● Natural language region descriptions
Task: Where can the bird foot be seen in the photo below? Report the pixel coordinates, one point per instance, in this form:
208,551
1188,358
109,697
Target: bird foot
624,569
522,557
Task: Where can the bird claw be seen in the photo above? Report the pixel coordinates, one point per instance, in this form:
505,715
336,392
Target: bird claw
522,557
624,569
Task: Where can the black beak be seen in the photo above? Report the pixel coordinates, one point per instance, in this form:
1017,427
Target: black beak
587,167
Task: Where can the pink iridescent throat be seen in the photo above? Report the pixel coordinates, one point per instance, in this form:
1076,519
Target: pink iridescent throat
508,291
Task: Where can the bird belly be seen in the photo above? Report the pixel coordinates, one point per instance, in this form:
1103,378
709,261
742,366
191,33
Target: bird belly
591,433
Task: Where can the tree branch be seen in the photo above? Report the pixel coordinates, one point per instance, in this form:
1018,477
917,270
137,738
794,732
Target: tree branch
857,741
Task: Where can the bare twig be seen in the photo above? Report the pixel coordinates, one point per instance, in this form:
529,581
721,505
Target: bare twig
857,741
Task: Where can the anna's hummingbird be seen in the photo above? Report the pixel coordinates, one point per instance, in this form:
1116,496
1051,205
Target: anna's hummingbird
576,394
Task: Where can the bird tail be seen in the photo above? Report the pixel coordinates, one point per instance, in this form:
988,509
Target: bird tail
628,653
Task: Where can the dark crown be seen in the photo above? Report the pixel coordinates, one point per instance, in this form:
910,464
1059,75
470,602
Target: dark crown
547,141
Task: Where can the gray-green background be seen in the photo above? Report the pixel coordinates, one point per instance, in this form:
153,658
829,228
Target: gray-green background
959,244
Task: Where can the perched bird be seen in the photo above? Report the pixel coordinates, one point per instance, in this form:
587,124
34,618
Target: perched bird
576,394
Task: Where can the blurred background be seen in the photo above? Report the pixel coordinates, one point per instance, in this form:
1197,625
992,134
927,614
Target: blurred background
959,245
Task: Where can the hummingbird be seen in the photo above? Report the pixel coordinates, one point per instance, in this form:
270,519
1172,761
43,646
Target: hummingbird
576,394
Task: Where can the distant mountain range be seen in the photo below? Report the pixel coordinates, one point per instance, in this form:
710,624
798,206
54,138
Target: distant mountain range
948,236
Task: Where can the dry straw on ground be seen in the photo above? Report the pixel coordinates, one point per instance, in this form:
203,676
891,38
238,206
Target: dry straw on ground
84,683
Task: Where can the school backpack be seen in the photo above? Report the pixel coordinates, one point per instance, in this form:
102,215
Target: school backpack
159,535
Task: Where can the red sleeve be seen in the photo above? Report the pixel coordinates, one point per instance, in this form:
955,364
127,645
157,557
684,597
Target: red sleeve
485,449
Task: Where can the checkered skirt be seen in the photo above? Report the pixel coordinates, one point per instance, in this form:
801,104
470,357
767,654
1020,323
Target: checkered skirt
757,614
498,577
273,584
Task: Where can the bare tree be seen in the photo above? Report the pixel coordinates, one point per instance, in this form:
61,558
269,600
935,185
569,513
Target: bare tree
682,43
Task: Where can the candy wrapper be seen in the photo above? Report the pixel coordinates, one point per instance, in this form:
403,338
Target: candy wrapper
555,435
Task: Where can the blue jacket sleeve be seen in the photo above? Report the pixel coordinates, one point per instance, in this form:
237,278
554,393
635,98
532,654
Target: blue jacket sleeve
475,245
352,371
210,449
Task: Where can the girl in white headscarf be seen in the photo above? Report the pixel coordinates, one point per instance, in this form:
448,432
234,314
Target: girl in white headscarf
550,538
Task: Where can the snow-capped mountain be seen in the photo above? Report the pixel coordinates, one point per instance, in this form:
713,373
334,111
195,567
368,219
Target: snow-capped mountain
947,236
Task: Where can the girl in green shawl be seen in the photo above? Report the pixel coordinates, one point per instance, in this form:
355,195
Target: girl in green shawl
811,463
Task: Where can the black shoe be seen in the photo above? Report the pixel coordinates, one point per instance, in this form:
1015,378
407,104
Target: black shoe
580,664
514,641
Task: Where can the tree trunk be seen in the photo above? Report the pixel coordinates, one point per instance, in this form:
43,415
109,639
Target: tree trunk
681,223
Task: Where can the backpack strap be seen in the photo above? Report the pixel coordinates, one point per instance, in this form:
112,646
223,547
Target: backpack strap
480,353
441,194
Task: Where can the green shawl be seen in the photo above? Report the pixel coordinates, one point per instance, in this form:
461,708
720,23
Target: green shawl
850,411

● Task to carry out
Reproduce each entry above character for character.

● Solution to this problem
Task: Where can the bird foot be seen in the photo below? Report the pixel coordinates, one point per instance, in this form:
208,551
1188,358
109,697
Target: bird foot
624,569
522,557
Task: Where can the bird claw be seen in the photo above? Report the pixel coordinates, one point per instance, in this form:
505,715
336,392
Target: bird claw
522,557
624,569
Task: Where can the black beak be seen in the photo above? Report the pixel coordinates, one point per instance, in this form:
1017,427
Target: black beak
587,167
Task: Where can the pink iridescent throat be seen in the photo above? Report the pixel coordinates, one point per instance, in this form:
1076,519
Target: pink iridescent throat
508,291
Task: Where can the bird belly be seen in the photo above? Report the pixel coordinates, one point per instance, in this form:
1103,378
709,261
742,366
191,33
Target: bird belly
591,433
Task: Where can the tree branch be seen in the photo above? Report the pixel coordinates, one point per instance, in this form:
1018,477
917,270
137,738
794,732
Target: tree branch
857,741
Task: Where can the bare twig be seen in the photo above? Report the pixel coordinates, one point per instance, in this form:
529,581
721,505
Target: bare twig
857,741
Task: Where can the anna's hummingbird be seen in the photo above? Report the pixel coordinates, one point per instance, in this form:
1116,496
1051,205
Target: anna's hummingbird
576,394
Task: Where can the bird tail be seen in the photo above? Report the pixel coordinates, one point per instance, in this form:
988,509
Target: bird tail
628,653
Task: Where can the dark crown be seen in the photo above? Report the pixel coordinates, one point per instance, in this form:
910,464
1059,75
470,602
Target: dark crown
547,141
Task: Where can the gray-green background be seen in the photo above? Report the pixel coordinates, one point per instance, in this form:
153,658
829,228
Target: gray-green background
959,244
Task: Where can the perched bird be seen in the photo above? Report the pixel coordinates, one point per instance, in this form:
587,124
34,618
Target: perched bird
576,394
Task: Where can the blurred background be seen in the photo above? Report the pixel coordinates, one point per instance, in this form:
1197,625
992,134
927,614
Target: blurred background
959,245
Task: Where can the hummingbird be seen in the photo above? Report the pixel coordinates, one point per instance, in this form:
270,519
1172,761
43,646
Target: hummingbird
576,394
Task: Where can the distant mountain range be seen in the photo below? Report the pixel coordinates, one point per instance, in this form:
710,624
798,206
54,138
Target: distant mountain range
948,236
Task: Where can the dry straw on ground be seen in the photo above? Report the pixel coordinates, one point per instance, in this form:
203,676
891,38
238,206
Target: dry straw on ground
84,683
Task: Where can the school backpack be seen in the photo above? Report the pixel coordinates, one point per instance, in this form:
102,215
Target: school backpack
159,535
Task: Where can the red sleeve be seen in the photo above? Report the pixel coordinates, one point per instance, in this form:
955,364
127,645
157,557
684,597
Target: red sleeve
485,449
Task: Where can the checkered skirt be seen in the photo above? Report the pixel coordinates, one point per instance, in this form:
801,104
470,357
767,654
1020,323
Target: checkered skirt
757,614
498,577
273,584
Task: Where can the bare tree be seen in the photo above? Report the pixel coordinates, one point per instance, in this form:
61,558
269,600
935,185
569,513
Target: bare tree
682,43
Task: Where can the candy wrapper be seen in the photo above? Report the pixel coordinates, one point per instance, in this form:
403,338
Target: candy wrapper
555,435
Task: Where can the blue jacket sleeve be seen in the photo above? Report the pixel coordinates, one point per instance, in this form:
237,278
554,393
635,98
532,654
Target: blue jacket sleeve
475,245
352,371
210,449
Task: Where can the girl in white headscarf be seen in the photo above? Report the pixel coordinates, one point per instance, in this form:
448,432
234,314
Target: girl in white headscarf
550,538
Task: Where can the snow-capped mountain be seen in the photo above? Report the pixel coordinates, one point per instance, in this form:
713,373
334,111
195,567
368,219
Target: snow-capped mountain
947,236
Task: Where can the girl in green shawl be seen in the photo above? Report the pixel coordinates, one point per instance, in this form:
355,195
Target: girl in green shawl
811,463
Task: Where can the black shoe be seen in the photo above? Report the pixel coordinates, one point per instance, in this form:
1015,378
407,104
Target: black shoe
580,664
514,641
Task: Where can the tree trunk be seen in the photo above? Report the pixel coordinates, one point per instance, in this form:
43,415
109,639
Target: tree trunk
681,223
Task: Where can the backpack strap be seen in the photo above? Report the pixel coordinates, one point per instance, in this form:
112,646
223,547
Target: backpack strap
480,353
441,194
Task: Where can the green shawl be seen in the photo above? Report the pixel coordinates, one point per instance, in this form:
461,708
720,23
Target: green shawl
850,411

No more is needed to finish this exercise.